== OBJECTIVE ==
Count the lines in the listing below that contain the word "spectator" and give only that number.

[Rows from a dataset]
########

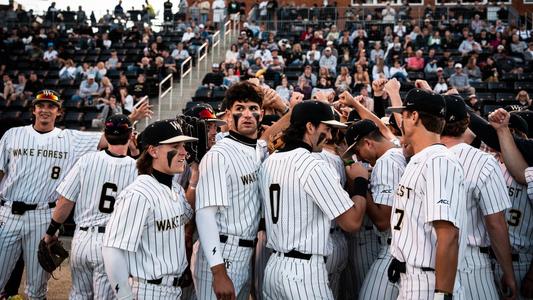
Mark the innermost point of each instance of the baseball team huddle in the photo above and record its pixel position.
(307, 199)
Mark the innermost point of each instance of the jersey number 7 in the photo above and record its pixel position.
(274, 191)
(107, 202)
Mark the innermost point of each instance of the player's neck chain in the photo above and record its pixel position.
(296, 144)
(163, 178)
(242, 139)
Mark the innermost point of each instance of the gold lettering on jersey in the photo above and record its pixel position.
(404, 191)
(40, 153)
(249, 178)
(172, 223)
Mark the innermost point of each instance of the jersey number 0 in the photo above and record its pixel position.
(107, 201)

########

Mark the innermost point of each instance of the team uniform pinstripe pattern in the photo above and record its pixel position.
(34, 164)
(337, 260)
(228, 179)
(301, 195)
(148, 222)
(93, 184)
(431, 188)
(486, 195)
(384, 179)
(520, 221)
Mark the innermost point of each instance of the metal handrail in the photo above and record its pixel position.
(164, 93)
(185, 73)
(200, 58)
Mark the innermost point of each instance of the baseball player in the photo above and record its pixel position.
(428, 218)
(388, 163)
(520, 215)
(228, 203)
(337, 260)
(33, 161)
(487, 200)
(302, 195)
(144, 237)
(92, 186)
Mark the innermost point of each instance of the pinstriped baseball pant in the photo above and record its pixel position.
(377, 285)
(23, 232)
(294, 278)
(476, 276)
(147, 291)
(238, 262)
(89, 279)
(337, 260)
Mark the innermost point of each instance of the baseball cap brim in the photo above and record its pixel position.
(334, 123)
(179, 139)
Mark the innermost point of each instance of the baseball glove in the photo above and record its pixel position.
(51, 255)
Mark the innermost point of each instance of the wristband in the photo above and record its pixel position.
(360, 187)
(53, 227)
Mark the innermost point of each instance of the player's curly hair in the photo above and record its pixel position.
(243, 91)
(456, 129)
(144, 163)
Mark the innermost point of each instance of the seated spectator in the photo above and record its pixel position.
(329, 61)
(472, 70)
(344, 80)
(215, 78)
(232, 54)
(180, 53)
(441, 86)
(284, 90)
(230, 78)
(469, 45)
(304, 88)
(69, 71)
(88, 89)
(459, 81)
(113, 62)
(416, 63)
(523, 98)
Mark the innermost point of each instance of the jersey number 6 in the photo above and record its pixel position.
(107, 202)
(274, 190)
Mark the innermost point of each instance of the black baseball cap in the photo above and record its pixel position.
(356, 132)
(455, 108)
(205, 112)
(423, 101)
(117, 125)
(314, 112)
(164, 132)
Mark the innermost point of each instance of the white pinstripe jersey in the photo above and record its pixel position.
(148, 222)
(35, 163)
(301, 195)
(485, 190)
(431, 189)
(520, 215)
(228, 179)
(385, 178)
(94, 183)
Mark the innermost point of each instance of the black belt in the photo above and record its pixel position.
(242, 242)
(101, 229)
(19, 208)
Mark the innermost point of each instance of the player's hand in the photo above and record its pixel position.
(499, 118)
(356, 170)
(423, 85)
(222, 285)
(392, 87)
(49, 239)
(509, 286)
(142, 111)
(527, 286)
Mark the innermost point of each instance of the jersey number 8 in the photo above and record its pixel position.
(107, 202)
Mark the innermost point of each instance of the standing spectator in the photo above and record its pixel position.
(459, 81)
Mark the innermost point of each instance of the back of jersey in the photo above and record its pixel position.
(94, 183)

########

== ANSWER TO THE EXERCISE ==
2